Give again exactly the lines that stretch from the one with "# point at: spider's secondary" to the end of the data below, including both of those lines and nothing else.

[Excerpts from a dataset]
──────────

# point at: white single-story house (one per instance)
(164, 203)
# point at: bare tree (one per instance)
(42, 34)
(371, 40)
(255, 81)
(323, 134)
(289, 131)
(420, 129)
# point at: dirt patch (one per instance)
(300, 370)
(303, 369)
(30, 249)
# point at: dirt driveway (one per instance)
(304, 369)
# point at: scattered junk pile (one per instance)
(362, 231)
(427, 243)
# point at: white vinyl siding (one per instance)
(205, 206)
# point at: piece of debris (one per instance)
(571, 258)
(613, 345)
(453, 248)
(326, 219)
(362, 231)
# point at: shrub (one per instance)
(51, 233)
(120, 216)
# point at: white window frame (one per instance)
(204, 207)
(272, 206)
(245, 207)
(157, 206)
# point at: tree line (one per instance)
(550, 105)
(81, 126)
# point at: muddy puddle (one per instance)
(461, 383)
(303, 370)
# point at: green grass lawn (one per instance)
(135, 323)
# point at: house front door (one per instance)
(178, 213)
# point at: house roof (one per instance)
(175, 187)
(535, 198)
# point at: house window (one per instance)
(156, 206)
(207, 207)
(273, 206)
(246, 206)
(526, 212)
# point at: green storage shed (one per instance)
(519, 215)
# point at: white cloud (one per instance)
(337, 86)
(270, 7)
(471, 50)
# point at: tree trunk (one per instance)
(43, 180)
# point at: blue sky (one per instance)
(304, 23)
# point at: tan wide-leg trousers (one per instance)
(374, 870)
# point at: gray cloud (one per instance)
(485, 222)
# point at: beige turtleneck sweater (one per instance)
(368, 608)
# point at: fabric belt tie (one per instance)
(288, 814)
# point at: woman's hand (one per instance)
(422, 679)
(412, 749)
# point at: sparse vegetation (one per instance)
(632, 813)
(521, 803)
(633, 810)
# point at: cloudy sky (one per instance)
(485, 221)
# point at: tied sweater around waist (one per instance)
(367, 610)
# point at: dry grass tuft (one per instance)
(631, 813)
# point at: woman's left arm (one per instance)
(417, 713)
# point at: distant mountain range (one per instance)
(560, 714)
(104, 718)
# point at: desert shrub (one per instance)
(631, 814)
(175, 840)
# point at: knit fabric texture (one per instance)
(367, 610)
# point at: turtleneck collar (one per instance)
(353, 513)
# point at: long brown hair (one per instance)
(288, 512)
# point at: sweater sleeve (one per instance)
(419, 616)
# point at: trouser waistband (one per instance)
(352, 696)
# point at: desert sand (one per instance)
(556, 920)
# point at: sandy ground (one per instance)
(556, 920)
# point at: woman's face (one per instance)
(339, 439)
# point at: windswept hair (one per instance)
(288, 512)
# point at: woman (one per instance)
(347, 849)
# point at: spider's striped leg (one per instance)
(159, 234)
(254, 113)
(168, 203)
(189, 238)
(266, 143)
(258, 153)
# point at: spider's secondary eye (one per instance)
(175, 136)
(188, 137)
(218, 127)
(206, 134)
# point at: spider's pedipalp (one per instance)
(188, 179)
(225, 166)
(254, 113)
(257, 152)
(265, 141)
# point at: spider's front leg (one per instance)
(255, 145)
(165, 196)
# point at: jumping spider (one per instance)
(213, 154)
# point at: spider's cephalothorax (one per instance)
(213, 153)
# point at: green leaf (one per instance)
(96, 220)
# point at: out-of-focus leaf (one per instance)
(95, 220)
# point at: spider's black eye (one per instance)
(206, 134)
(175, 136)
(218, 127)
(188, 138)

──────────

_Solution_.
# point at: spider's secondary eye (one per instance)
(175, 136)
(188, 137)
(218, 127)
(206, 134)
# point at: spider's pedipalp (one per instance)
(188, 179)
(225, 166)
(254, 113)
(257, 152)
(265, 141)
# point at: spider's front leg (one per instance)
(255, 145)
(165, 196)
# point at: jumping spider (one per instance)
(213, 154)
# point at: spider's cephalothorax (one per instance)
(213, 153)
# point at: green leaf (one per instance)
(96, 220)
# point at: out-of-focus leaf (one per instance)
(95, 220)
# point at: spider's black eye (one per instance)
(206, 134)
(175, 136)
(218, 127)
(188, 138)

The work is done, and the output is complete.